COMPLETE THE FOLLOWING —
- a) Rewrite the passage of the blog comments starting at "13 thoughts on" and ending at "represented quite nicely!", switching "colors" to "shades".
- b) Pick up the blog comments on the November 2012 retrospective and carry them on past their final sentence.

13 thoughts on “Retrospective nine (November 2012)

  1. I remember most of these. Kind of like old friends. All the colors of fall are represented quite nicely!

  2. Every month I expect to see something familiar as I feel I have followed your blog “for ages”. However, I had not seen these articles and images yet! My favorite is the steel truss bridge which looks like a gate to a different world – very inspirational. I was also curious to learn about the black-and-white picture … if it is a historical image probably. I don’t know why but it is somehow 1960s or 1970s? Maybe it’s only because of the (missing) color. And then I clicked the link and stumbled upon your explanation of Vulcan Mind Meld. You are such a geek!

    • Hey there Dark Creek Farm. What a delight to see a comment from a new reader. Taking the time to compose a response to this retrospective post is very much appreciated. Please feel free to drop by Pairodox again. Thanks much. D

  3. Whatever money you spent on that camera was well worth it! Very nice images. It was interesting to see that WordPress keeps the image metadata when it uploads the images. For example, for my favourite – Nature Revealed, these are your settings: Camera: DSC-HX9V, F 4, f=7.8, ISOs=320, Shutter = -.02.

MATERIAL SUPPLIED —
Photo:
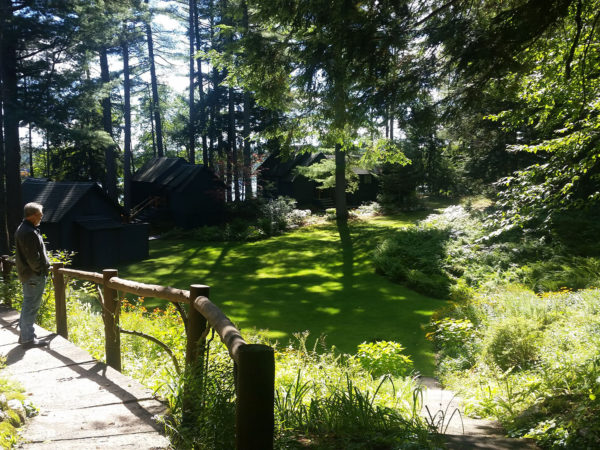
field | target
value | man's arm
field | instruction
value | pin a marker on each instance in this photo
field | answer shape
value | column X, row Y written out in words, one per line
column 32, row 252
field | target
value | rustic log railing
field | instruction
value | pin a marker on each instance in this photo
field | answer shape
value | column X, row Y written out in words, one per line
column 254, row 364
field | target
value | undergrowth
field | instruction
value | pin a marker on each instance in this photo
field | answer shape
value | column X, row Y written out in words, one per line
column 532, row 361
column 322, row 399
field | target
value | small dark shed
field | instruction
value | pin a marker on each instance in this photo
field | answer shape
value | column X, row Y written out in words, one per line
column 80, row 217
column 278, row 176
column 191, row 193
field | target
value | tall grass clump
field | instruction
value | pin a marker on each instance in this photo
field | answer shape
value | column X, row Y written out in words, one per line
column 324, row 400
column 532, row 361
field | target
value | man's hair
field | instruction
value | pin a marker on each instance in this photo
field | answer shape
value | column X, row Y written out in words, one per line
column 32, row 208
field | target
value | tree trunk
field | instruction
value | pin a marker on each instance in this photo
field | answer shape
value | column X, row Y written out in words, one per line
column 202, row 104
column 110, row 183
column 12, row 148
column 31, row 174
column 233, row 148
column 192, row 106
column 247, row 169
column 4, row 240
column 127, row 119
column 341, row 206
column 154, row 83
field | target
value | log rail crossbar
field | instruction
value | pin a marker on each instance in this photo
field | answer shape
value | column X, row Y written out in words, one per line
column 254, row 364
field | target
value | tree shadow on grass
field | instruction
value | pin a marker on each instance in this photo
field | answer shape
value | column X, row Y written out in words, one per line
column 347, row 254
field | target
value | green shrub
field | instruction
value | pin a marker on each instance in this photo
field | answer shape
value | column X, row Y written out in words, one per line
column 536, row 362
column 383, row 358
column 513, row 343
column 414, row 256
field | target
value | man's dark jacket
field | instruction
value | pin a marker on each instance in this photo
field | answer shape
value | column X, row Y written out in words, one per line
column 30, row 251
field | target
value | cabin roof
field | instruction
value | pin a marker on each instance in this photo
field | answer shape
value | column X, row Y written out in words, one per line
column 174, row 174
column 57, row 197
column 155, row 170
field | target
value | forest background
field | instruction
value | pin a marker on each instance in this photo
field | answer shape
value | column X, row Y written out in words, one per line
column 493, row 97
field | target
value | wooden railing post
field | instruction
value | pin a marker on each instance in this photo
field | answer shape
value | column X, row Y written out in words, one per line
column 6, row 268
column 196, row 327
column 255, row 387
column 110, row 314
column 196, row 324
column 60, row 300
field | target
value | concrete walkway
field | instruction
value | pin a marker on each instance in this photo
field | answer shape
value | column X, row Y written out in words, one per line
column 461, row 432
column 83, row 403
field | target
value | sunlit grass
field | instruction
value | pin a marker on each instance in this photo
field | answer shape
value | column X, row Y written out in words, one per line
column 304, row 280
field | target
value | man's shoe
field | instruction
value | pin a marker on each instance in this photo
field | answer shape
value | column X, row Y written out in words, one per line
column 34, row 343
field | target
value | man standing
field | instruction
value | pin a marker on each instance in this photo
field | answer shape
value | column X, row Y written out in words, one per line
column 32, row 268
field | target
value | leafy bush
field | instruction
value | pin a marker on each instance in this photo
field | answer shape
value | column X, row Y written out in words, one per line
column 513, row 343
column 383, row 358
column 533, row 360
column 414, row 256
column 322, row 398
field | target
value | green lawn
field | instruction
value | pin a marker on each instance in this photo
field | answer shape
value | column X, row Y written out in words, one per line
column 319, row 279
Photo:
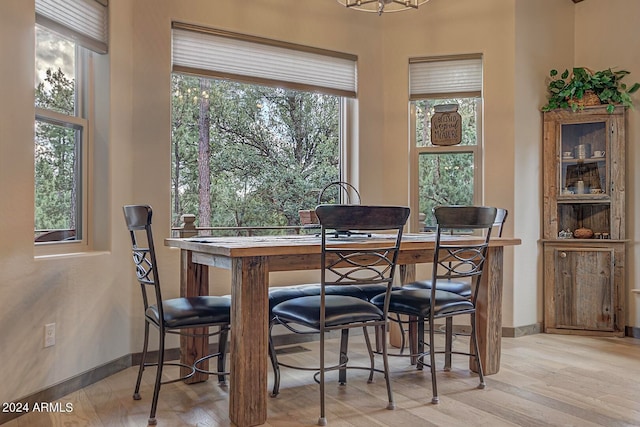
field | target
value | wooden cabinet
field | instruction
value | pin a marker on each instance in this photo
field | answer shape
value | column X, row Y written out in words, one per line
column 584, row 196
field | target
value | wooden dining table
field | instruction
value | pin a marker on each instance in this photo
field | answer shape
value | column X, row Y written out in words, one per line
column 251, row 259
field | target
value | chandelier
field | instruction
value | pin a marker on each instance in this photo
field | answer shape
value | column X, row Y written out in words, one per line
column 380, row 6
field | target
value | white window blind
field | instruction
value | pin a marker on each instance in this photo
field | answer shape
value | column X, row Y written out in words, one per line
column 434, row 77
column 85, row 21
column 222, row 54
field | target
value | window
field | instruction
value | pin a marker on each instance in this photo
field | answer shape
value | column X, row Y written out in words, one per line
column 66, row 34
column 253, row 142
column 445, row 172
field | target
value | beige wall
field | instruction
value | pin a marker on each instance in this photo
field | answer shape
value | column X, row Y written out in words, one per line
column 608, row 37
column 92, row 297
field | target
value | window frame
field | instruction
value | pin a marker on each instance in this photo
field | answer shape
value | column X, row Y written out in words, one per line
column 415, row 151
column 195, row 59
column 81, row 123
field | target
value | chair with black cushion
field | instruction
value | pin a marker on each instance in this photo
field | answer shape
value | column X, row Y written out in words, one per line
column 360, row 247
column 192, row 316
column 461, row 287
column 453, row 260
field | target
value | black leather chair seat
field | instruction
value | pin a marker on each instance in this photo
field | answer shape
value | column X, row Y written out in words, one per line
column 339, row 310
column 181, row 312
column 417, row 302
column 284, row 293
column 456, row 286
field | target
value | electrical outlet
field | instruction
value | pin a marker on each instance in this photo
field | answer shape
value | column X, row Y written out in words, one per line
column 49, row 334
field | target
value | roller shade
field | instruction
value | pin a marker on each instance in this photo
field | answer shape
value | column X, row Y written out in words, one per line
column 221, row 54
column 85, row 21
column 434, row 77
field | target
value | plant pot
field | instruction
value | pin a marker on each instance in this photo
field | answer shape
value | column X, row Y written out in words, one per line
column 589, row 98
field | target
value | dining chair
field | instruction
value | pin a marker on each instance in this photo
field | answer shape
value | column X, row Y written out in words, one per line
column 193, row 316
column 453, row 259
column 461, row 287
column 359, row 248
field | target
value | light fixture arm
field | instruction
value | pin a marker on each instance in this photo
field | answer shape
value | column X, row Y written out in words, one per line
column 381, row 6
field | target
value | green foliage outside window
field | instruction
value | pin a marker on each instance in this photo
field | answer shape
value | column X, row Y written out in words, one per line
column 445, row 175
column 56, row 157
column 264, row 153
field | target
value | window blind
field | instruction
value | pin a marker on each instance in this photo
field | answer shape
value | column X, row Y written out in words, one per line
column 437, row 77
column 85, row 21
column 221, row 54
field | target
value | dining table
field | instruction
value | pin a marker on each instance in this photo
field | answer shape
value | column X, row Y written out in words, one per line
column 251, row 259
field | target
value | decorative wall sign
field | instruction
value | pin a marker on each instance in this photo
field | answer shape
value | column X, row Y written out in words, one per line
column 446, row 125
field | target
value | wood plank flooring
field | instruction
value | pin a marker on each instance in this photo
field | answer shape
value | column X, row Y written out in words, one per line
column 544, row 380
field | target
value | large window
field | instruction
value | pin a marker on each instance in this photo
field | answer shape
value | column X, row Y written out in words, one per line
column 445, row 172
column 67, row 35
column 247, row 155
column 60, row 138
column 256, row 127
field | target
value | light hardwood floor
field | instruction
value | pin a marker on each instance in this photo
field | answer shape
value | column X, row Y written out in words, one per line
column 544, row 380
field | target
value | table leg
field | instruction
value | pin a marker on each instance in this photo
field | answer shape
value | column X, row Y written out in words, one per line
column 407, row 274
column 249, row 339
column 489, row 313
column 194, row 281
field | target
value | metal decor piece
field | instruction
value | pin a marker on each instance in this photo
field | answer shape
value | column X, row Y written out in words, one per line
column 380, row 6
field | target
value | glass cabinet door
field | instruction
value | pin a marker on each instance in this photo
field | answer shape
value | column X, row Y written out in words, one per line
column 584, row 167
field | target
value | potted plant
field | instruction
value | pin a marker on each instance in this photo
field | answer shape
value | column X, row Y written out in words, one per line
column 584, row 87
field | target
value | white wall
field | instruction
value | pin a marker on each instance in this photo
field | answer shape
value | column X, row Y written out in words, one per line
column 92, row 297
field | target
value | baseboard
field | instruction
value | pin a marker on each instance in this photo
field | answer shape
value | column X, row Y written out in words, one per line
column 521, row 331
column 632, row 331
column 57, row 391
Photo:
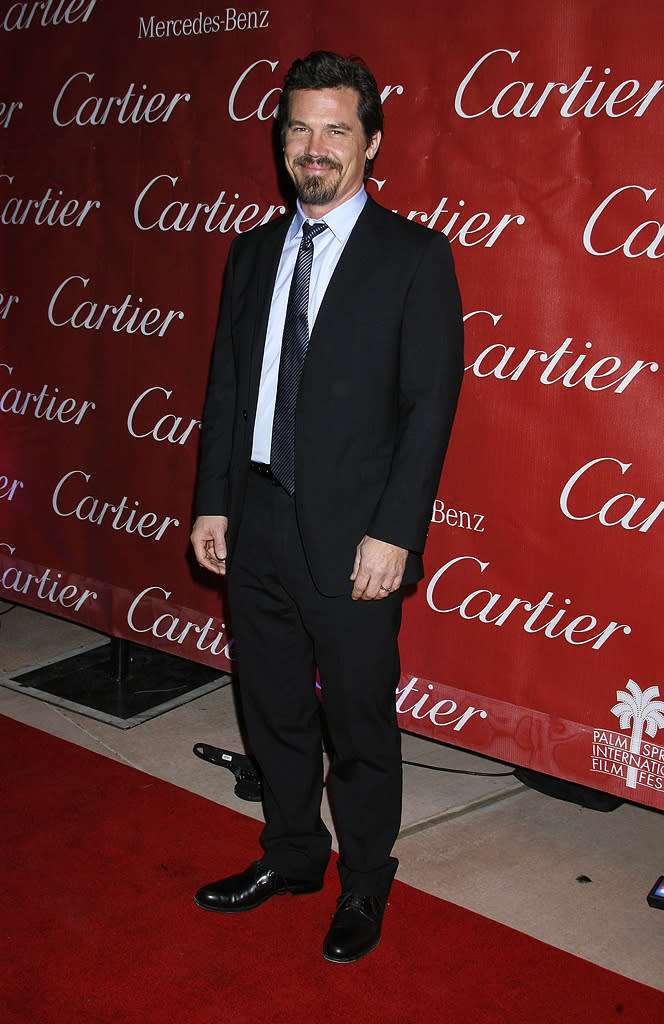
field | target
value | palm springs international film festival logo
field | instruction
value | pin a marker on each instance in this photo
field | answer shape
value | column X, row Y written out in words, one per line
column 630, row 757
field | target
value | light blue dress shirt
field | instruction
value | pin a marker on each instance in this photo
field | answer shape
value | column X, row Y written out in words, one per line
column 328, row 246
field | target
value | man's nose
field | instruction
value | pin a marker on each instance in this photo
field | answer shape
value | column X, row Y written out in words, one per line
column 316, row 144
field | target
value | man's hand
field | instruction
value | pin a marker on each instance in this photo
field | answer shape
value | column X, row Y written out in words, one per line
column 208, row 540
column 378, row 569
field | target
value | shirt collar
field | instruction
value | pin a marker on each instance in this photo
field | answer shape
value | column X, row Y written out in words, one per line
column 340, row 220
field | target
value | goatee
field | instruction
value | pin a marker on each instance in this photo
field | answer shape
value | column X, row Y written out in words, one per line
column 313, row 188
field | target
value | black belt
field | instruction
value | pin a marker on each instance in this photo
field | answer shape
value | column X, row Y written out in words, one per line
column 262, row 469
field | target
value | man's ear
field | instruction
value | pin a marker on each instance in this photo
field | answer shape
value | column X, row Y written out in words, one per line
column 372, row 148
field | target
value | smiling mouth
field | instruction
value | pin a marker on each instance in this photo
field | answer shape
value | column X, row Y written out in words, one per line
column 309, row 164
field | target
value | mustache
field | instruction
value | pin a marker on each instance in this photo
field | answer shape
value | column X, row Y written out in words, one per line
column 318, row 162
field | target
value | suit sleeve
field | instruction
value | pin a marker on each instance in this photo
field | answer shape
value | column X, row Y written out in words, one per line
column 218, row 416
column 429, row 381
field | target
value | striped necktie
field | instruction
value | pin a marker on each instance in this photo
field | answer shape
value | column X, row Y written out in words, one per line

ANSWERS GIVEN —
- a)
13 thoughts on “Retrospective nine (November 2012)

  1. I remember most of these. Kind of like old friends. All the shades of fall are represented quite nicely!

- b)
    • Fascinating. How did you access the metadata? Also … these images were taken as I was making the transition between the Sony (HX9V) and the Nikon (D600). I am still astonished by the quality of the images taken by the former. If you don’t look very closely and if you don’t mess to deeply with digital processing, you’d be hard pressed sometimes to tell which camera took which images! Thanks Maurice. D

      • If you are using Firefox or Chrome, right click on the image and select “inspect element” and you will see a new pane at the bottom of the screen with, among other things, the metadata. On the subject of image metadata, here’s a decent article I read a month or so ago: http://www.makeuseof.com/tag/3-ways-to-remove-exif-metadata-from-photos-and-why-you-might-want-to/. And yes, the Sony certainly did a great job, but then again the real art is with the user. I was spoiled in my previous job, having access to a Canon EOS. I returned it when I retired but have my eye on a fairly nice, affordable Nikon. Maybe some time in the new year if I continue to do contract work. In the meantime I admit that my camera phone has made me very lazy. It is a Samsung Galaxy S3 and has a very decent camera – for a phone, that is. All of the images you have seen (all of recent vintage, that is) were taken with it. Not bad if it’s a case of wanting exactly what you see and no more.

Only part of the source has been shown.